- _Written task_
Pick out every line in the rows below that contains the word "metal", and copy each one. Matches must have the same case.

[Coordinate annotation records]
————————
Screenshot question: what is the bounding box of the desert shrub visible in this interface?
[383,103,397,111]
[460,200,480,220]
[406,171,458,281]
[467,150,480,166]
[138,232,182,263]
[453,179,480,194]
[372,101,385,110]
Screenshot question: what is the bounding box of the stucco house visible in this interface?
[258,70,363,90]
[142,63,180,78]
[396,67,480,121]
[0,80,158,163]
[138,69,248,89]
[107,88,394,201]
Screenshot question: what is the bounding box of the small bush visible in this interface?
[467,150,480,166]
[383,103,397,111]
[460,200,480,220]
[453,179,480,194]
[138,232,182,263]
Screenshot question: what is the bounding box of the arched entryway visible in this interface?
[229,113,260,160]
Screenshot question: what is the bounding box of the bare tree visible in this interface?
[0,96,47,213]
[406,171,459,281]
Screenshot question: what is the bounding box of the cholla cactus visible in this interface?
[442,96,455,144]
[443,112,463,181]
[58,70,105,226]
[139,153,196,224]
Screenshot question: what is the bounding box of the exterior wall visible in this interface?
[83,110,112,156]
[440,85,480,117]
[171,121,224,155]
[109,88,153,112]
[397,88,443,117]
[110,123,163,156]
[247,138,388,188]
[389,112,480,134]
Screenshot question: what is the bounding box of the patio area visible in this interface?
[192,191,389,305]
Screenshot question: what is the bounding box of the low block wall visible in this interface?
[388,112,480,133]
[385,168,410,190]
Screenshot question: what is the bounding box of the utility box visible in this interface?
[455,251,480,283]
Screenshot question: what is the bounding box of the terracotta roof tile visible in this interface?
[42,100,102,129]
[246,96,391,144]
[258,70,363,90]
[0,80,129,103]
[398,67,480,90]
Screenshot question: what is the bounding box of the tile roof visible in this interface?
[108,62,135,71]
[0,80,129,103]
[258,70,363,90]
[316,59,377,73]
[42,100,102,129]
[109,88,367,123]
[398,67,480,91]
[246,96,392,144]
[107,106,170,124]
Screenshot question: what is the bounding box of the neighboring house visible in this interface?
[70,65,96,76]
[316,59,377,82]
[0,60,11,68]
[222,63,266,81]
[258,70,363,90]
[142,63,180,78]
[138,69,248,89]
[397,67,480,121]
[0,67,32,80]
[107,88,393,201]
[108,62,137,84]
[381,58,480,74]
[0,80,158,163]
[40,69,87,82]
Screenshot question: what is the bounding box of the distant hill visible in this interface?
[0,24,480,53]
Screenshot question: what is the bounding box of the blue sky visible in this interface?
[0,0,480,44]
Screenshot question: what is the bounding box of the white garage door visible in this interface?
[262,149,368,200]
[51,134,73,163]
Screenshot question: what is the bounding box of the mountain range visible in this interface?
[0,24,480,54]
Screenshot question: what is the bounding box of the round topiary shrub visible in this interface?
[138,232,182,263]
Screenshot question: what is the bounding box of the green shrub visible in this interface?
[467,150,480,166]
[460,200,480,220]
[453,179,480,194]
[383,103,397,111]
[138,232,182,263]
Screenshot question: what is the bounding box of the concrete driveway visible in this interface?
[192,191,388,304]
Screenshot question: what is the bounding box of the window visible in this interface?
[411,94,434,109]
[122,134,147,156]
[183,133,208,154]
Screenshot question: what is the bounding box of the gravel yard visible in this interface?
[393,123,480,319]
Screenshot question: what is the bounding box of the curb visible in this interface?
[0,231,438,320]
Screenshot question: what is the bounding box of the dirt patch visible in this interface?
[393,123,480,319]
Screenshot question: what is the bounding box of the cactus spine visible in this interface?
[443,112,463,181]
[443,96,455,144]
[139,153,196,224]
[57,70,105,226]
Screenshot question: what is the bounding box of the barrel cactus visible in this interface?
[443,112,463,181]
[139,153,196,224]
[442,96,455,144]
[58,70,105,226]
————————
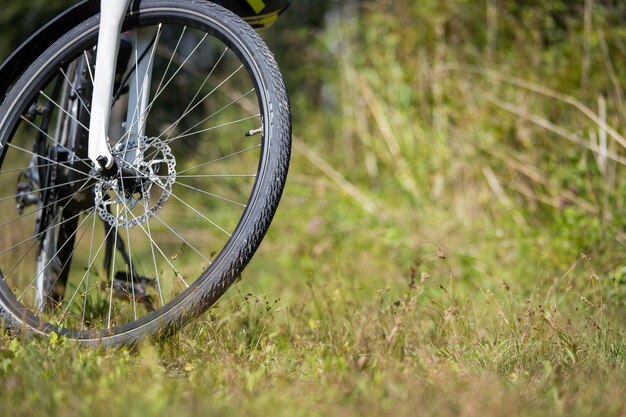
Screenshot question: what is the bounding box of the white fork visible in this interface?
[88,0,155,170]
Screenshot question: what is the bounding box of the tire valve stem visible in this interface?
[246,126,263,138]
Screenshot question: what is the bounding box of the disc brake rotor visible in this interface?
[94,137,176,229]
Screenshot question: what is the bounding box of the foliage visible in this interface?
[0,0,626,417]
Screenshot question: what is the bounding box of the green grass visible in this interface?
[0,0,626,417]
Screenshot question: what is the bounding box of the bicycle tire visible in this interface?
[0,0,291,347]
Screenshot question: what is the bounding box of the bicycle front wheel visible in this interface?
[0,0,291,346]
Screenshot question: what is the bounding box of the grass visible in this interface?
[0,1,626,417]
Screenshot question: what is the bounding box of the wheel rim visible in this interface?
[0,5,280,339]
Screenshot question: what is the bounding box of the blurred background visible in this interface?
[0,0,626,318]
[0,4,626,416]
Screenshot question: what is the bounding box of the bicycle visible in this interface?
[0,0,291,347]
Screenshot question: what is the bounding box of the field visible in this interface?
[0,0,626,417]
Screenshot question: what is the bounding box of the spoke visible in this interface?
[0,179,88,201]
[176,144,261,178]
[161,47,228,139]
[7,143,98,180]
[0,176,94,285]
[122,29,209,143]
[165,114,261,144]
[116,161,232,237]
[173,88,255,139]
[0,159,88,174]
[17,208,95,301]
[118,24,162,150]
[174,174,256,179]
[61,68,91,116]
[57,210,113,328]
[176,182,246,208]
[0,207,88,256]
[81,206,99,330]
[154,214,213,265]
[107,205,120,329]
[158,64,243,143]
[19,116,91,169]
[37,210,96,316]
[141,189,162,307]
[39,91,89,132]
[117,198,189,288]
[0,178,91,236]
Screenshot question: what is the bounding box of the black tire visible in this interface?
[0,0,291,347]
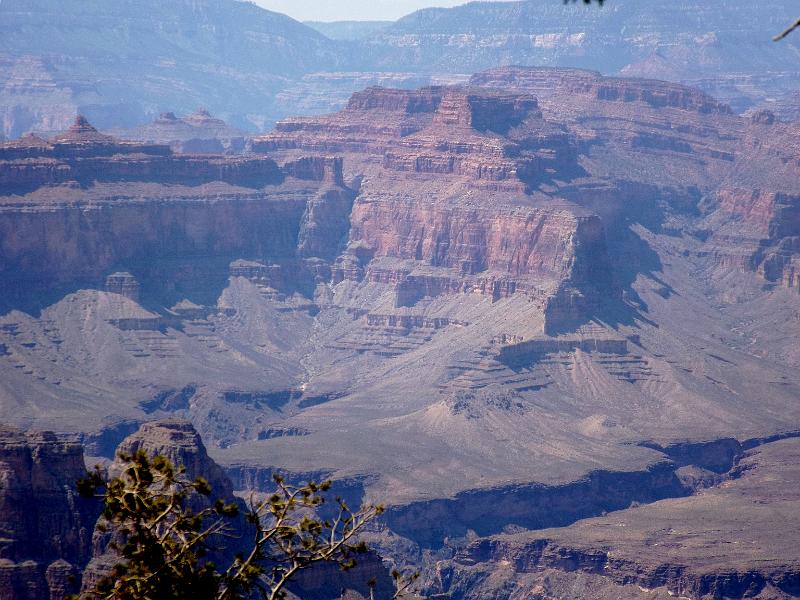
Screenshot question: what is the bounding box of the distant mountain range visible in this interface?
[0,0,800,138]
————————
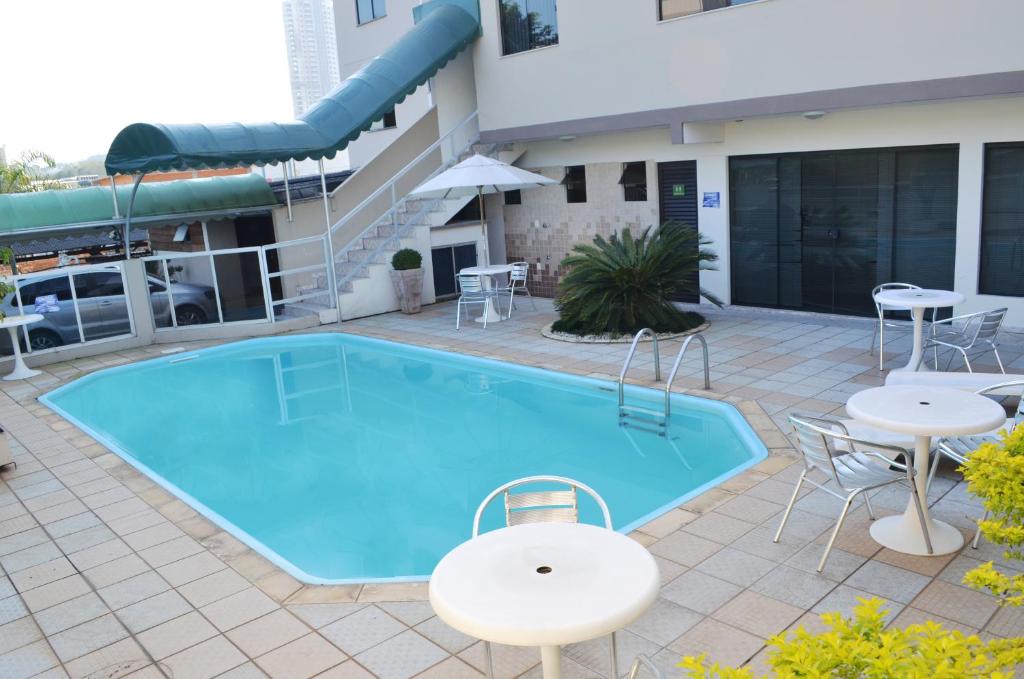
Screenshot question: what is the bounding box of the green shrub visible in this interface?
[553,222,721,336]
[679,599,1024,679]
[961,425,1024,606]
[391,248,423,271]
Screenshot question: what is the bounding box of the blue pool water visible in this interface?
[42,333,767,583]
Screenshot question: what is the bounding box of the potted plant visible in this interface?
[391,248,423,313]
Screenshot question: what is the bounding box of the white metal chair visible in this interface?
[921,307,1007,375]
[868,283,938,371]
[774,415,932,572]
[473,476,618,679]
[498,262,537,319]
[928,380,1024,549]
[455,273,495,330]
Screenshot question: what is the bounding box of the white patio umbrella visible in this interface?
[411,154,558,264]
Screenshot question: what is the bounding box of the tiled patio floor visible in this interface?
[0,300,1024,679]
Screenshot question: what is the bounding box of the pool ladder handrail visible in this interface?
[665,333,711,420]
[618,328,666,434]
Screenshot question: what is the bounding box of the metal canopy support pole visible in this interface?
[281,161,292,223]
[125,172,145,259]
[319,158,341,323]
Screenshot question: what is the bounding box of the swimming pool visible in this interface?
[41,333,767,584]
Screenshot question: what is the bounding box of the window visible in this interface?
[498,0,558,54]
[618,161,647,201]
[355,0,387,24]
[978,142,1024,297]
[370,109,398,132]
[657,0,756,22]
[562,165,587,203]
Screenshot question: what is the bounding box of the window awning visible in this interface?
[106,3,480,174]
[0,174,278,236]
————————
- _Written reply_
Screenshot question: what is the bounding box of the white metal chair visible in this interface?
Screenshot question: what is the bounding box of the metal canopy support pole visible in this interface?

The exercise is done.